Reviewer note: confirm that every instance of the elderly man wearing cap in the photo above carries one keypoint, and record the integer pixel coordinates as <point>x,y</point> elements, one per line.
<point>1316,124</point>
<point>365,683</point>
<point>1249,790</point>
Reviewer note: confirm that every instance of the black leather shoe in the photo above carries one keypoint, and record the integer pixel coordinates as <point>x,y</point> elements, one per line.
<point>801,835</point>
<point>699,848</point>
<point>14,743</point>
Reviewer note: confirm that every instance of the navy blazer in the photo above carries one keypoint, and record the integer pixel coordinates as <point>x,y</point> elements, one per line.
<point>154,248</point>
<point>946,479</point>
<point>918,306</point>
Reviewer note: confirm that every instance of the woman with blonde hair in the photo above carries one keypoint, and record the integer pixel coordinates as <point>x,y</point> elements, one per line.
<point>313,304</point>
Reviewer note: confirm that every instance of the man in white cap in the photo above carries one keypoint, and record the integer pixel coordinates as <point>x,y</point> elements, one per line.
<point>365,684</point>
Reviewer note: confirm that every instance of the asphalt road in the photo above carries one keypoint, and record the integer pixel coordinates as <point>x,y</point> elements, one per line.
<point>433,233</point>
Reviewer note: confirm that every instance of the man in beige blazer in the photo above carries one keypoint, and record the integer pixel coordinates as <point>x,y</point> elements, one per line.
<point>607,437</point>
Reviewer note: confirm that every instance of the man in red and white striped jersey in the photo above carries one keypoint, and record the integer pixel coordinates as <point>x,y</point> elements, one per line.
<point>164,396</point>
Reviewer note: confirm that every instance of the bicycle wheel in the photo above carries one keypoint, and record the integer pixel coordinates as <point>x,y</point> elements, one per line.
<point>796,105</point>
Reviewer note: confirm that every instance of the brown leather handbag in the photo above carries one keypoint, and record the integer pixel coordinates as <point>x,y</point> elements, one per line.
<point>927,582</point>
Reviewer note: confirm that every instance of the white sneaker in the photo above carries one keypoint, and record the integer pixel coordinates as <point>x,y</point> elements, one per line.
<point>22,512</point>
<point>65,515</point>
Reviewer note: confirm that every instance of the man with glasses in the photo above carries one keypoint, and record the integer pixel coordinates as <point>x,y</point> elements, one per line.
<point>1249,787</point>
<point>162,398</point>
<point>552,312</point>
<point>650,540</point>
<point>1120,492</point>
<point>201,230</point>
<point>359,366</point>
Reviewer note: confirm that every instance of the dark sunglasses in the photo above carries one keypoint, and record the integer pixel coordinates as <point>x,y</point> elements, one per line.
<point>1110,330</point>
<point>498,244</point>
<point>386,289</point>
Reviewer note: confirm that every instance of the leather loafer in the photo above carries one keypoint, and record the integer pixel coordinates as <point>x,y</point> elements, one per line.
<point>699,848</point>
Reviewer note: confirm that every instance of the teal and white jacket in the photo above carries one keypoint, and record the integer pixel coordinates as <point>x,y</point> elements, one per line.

To do
Your task is to retype all of the records exactly.

Solution to this problem
Reviewer note: confirm that every instance of the elderly man wearing cap in the photo above carries one keypoint, and record the integer pixel coordinates as <point>x,y</point> elements, one per line.
<point>1316,124</point>
<point>365,683</point>
<point>1249,790</point>
Reviewer note: confirm that every instance of the black leather shoe in the photo above carries one keypoint, and record the integer pixel coordinates as <point>x,y</point> elements, one per line.
<point>801,835</point>
<point>699,848</point>
<point>14,743</point>
Reviewer note: confirm that every instance of the navy blazer in the photo above carries one keypoint, and record the integer pixel coordinates as <point>x,y</point> elements, one per line.
<point>154,248</point>
<point>946,479</point>
<point>918,306</point>
Reviewer note: confirm that every instance of the woman with blonde hair in the photo above carries one keypoint, and record the integer pixel coordinates as <point>x,y</point> elements, one per line.
<point>313,304</point>
Reviewer note: confirm that every instance of the man in white cap in the photo above carries one keypoint, and record the integer pixel coordinates as <point>x,y</point> elements, one per line.
<point>365,684</point>
Reviewer note: confirm that every instance of the asphalt road in the photo above carries one keypoint, and record the integer pixel coordinates as <point>x,y</point> elements, one per line.
<point>433,233</point>
Reviewer note: confirm that every instance of the man in beige blazer in the photo above carries one keypoint, and record the integer pixel coordinates as <point>x,y</point> elements, one per line.
<point>607,437</point>
Reviewer note: confirm that every instance of the man in red and white striped jersey in the photo above carries one keypoint, and record the integer pixel coordinates as <point>x,y</point> elements, one per line.
<point>164,396</point>
Reviewer note: confirm that every instance of the bicycle wheel in the photo above carries one keypoint, and record the integer pixel coordinates as <point>x,y</point> elements, one per line.
<point>796,105</point>
Reviewer note: confirm that every instance of the brown leather handbag in the photo above carries one keypoint, and record the integer pixel coordinates as <point>x,y</point> elements, one per line.
<point>927,582</point>
Reviewer note: confirm that every instance of the white sneaker in the photo above carries one keypoint, and record the integer pixel coordinates as <point>x,y</point> elements, one per line.
<point>22,512</point>
<point>65,515</point>
Reviewer note: confirm that every instance of the man with glasses in the photo above carries one keypoint, and record the integer pixel coordinates as <point>x,y</point> elements, one per line.
<point>1249,787</point>
<point>162,398</point>
<point>552,312</point>
<point>650,540</point>
<point>1120,492</point>
<point>201,230</point>
<point>359,366</point>
Reviewer note: confirm that every instance of the dark sunglasses in the photo above carries one keypoint, and record the integer pixel coordinates as <point>x,y</point> elements, one per line.
<point>1110,330</point>
<point>498,244</point>
<point>386,289</point>
Reviewer note: confirm that every instance of the leather loafer in the photo above carries one keypoint, and record the integer pixel coordinates as <point>x,y</point> elements, one per line.
<point>699,848</point>
Reviewer note: confirm that every instance of the teal and white jacket in the photo above carries one keypoint, and record the integer pixel coordinates as <point>x,y</point> elements, one per line.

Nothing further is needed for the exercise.